## Work instructions
Pictures don't belong in the copy; print all the records exactly.

(Photo-based referring expression data)
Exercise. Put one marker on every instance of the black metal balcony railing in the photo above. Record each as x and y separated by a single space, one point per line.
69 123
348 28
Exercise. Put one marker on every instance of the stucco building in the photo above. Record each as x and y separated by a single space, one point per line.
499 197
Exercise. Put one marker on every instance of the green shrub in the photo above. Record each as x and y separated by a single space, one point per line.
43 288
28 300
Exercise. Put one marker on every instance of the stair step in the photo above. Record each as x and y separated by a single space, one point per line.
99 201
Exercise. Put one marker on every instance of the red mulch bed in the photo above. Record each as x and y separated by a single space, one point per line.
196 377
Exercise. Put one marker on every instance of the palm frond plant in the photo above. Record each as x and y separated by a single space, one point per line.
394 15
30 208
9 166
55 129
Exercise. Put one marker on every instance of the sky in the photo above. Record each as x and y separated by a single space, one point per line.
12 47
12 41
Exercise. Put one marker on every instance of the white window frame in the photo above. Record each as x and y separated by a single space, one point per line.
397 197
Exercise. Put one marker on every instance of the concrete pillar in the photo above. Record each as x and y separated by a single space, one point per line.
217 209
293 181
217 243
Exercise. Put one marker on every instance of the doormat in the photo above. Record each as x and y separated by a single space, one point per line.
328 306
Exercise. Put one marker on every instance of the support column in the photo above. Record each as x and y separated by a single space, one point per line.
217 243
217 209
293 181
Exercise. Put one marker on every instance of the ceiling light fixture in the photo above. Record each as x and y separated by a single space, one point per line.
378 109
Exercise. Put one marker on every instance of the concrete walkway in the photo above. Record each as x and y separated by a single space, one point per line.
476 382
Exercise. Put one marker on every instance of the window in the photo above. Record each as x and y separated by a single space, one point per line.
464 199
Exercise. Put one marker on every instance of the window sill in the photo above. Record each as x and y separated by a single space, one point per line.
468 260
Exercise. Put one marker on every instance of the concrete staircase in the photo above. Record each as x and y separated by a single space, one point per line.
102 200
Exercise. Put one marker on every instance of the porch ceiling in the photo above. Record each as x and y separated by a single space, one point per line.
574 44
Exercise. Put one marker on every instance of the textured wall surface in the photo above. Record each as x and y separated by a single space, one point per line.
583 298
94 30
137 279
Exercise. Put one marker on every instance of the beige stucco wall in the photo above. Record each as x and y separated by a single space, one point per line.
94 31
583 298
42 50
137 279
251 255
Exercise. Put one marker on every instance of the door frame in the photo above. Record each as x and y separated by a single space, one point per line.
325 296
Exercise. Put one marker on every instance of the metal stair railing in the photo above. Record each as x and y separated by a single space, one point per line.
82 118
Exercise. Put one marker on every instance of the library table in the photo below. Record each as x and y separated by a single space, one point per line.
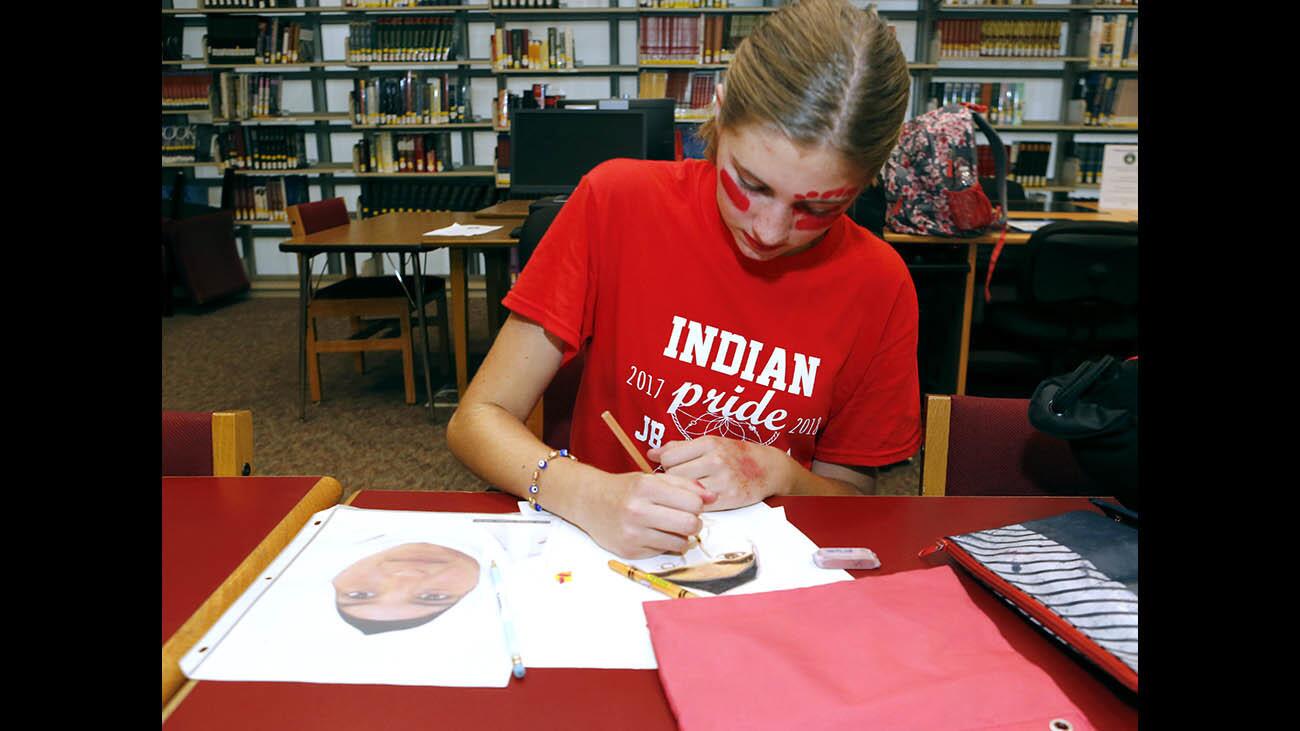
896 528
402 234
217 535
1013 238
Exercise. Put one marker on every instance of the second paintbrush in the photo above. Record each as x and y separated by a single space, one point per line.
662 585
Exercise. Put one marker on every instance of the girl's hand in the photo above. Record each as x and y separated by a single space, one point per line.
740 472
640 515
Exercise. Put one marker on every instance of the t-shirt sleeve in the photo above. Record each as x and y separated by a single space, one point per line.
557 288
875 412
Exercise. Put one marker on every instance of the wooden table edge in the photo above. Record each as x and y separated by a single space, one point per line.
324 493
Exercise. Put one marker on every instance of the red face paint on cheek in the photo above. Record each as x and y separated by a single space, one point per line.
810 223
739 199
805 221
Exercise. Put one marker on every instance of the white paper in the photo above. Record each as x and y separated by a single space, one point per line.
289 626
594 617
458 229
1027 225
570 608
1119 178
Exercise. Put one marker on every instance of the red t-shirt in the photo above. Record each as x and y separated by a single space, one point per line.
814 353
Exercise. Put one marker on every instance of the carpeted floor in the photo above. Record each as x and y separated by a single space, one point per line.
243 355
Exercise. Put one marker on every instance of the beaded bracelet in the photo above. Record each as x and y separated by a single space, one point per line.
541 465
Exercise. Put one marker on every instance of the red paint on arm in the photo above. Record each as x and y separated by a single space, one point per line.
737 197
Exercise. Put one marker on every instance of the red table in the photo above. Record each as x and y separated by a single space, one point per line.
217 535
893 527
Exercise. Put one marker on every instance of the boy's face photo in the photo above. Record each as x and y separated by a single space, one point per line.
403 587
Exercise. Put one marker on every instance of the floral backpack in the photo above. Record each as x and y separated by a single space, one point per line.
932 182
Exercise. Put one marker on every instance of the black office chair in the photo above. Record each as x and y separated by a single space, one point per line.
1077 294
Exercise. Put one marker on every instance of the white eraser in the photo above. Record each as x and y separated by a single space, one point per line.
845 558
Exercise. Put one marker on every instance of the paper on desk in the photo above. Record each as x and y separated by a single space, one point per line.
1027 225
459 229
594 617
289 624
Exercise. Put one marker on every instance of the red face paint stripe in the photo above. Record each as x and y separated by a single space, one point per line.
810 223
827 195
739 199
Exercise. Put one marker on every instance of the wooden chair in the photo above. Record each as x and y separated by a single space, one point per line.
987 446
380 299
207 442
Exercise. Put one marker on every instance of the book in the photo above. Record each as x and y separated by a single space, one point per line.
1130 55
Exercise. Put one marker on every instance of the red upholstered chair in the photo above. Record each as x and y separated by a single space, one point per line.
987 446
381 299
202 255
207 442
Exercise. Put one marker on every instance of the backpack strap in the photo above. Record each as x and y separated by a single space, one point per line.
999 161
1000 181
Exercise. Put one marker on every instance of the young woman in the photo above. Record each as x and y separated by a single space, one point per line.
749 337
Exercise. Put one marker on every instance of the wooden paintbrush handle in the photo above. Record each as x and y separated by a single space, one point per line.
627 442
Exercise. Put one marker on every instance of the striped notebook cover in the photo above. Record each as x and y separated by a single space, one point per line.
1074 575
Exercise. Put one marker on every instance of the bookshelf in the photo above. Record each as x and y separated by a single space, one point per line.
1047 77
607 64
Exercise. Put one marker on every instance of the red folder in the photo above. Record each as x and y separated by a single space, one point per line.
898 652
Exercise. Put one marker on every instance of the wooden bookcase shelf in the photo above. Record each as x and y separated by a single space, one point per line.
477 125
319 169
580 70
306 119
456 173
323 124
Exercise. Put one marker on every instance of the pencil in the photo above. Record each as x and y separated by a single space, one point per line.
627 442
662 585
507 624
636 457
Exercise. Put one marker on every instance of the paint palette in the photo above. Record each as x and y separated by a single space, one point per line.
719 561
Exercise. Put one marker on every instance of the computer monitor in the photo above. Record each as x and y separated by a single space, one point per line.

## Finished task
Exercise. Put one marker on every instance of the black metal balcony railing in the photo above. Record each as x and y separated by a single space, one point per line.
69 123
348 28
Exercise. Put one marker on every instance of the stucco building in the photo above. Record each as x and y separated by a single space, one point per line.
499 197
Exercise. Put one marker on every instance of the green shrub in the photo above. Record each as x and y separated by a single space, one point per line.
43 288
28 300
Exercise. Put one marker on every instance of the stair step in the photo above. Record each as x and y separated by a single space, one point per line.
99 201
Exercise. Put one marker on every instance of the red mulch bed in the photo above. Record each as x and y separated by a single space, one point per line.
196 377
Exercise. Put one marker on every instance of the palm frond plant in the photo above. Record each as x and y separated by a single space, one point per line.
394 15
30 208
9 166
55 129
Exercise. Put one marker on every instance of the sky in the photo above. Record each as x and y separated by a single space, one point per line.
12 47
12 41
Exercise. Put one marker on every instance of the white window frame in the photo above. Record each as x and y separated by a single space, one point per line.
397 197
Exercise. Put one marker on every instance of the concrete pillar in the photo above. Record each as x and y separated by a single space, one point per line.
217 209
293 181
217 243
Exercise. Put one marker on every instance of the doormat in the photo above. Record each as x and y separated by a single space, one point per line.
328 306
Exercise. Put one marker on every instance of the support column in the photo above. Record each as x and y separated by a single space, one point per line.
217 243
217 209
293 181
Exercise. Put one marker on every instance of the ceiling light fixture in the photo above. Record each as x and y separated by a single space, one point per line.
378 109
Exercise. Put one marker on every instance of the concrete walkway in the photo above. Record each as x and y separated by a single space, one point per line.
476 382
Exercise. Put one marker on every instance of the window in the photo above. Record each as x and y separated by a single space, one point per line.
464 199
Exercise. Put one marker on every instance of the window sill in the photo above. Record each as x and y separated by a single space, one point per line.
468 260
Exercise. Put one marker on every instance of the concrete staircase in the photo above. Record each as x and y separated by a single space, one point per line.
102 200
Exercise. Put one marker on every instance of the porch ceiling in the photo above. Record each as x and y separated by a single space, one point per line.
574 44
Exercise. Put one marker on every instance of the textured wall surface in the photo above. Record each as x and y separated by a single space, one point per line.
583 298
94 30
137 279
Exercise. Put one marker on every instance of the beige stucco wall in the photo above. Record each as x and y separated by a single space, one point per line.
94 31
583 298
42 50
137 279
251 255
Exercise. Put one marker on every instance of the door frame in the photo above. Record each as x and y separated by a single space, one point per line.
325 296
Exercise. Put one marker on every instance of the metal stair railing in the photo above. Record each as x and y separated by a single space, one point per line.
82 118
Exercise. Put one marker on every instance of the library table in the photo below. Record each as x and y separated by a single space, one point per line.
896 528
402 234
217 535
1013 238
Exercise. Put one marker on every instance of the second paintbrush in the photo above. Record each as x and y separated by a single space, one point per line.
662 585
Exercise. Put one marker on every instance of the girl's hand in the photo above. Record each as x and y separated by a single space, one point per line.
740 472
640 515
Exercise. Put one marker on every instance of the t-shirt sleeve in the photo above. Record each as x and y separated by a single space, one point per line.
557 288
875 412
Exercise. Put one marker on every instance of the wooden table edge in the photo above. Record each as x and y separated by a single space, one point per line.
324 493
Exercise. Put one marker on every instance of the red face paint on cheek in the photo above. Record each as x and y separated by a single space, one point per line.
810 223
739 199
805 221
Exercise. Put one marker on every instance of the white paper in the photo above. Record each as x and y separated by a single space, one point per line.
289 626
594 617
458 229
1027 225
570 608
1119 178
Exercise. Put one marker on every instance of the red t-shirt in the photo above. Record each as x and y separated by a single space, one point per line.
814 353
Exercise. Put one marker on every instance of the carpeted floor in the photo above. Record each as x and y separated by a single space, one point per line.
243 355
Exercise. Put one marker on every instance of the beaded bracelet in the photo above. Record each as x and y separated by a single space, one point per line.
541 465
Exercise. Put one marker on every instance of the red paint on arm in the photo above. Record each as x and y separated by a single space, one point per line.
737 197
Exercise. Put one marker on every instance of the red table in the photo above. Record each as x and y separated by a single space, one point per line.
217 535
893 527
Exercise. Put one marker on every instance of the boy's face photo in the photo above. Record each as x and y separated by a single space, one point per line.
403 587
Exercise. Put one marker on every instance of the floral backpack in the photo above. Record each as x and y separated by a single space, one point per line.
932 182
Exercise. Put one marker on every instance of the black office chair in the photo above. Record each as x and y separated by a single space, one point per line.
1077 294
Exercise. Put one marker on every instance of the white eraser in the photo above. Record each as x and y separated by a single space, one point per line.
845 558
Exercise. Put one marker on every instance of the paper on desk in the photo above. Record each as x and y separated by a single space, one point per line.
1027 225
459 229
594 617
289 624
Exercise. Put one marker on every instance of the red face paint stripe in the photo above. Record each as x and y separated by a single space, one point per line.
810 223
827 195
739 199
Exercise. Put one marker on every instance of the wooden chair in the photo above. Record each as x and y separated by a single space, one point per line.
987 446
380 299
207 442
Exercise. Put one marker on every instance of the book in the photo above. Record each as x and y separated by a single space, one point per line.
1130 55
Exercise. Put one marker on every instance of the red upholstered chair in the photo above. Record each as x and y separated by a single space, one point per line.
987 446
381 299
202 255
207 442
Exercise. Put one marker on every instance of the backpack strap in the photo above. Record each as x and y separated by a single space, one point per line.
999 161
1000 181
Exercise. Put one marker on every instance of the young woman in the photo above. Record each as x and y separated by a single space, one point per line.
749 337
Exercise. Put one marker on every instance of the wooden paintbrush handle in the photo above. Record each as x and y separated by a single space, one point per line.
627 442
Exercise. Put one marker on every instance of the striped notebook cover in the photo above. Record each as x and y separated by a single space, one point per line.
1074 575
Exercise. Put one marker on every instance of the bookshelf in the photo above. Record each as x and y separated by a single space, one point per line.
1047 77
607 64
Exercise. Put one marker on every instance of the red folder in the photo above. Record each as x and y separated by a single space, one point per line.
898 652
Exercise. Put one marker on every instance of the wooden bookcase shelf in the photo above. Record each as x and y separated by a single space, one point per line.
477 125
319 169
580 70
306 119
456 173
323 124
Exercise. Put one marker on every instance of the pencil in the photo above. Record each as x and y separated by a single space, one point per line.
627 442
662 585
507 624
636 457
Exercise. Put one marker on every instance of the paint palette in the photo above. Record each as x and y separated by a single space, one point per line.
719 561
Exercise. Put one marker on every instance of the computer monitor in the photo above. Record each as x and y separated by a single space, one point per line.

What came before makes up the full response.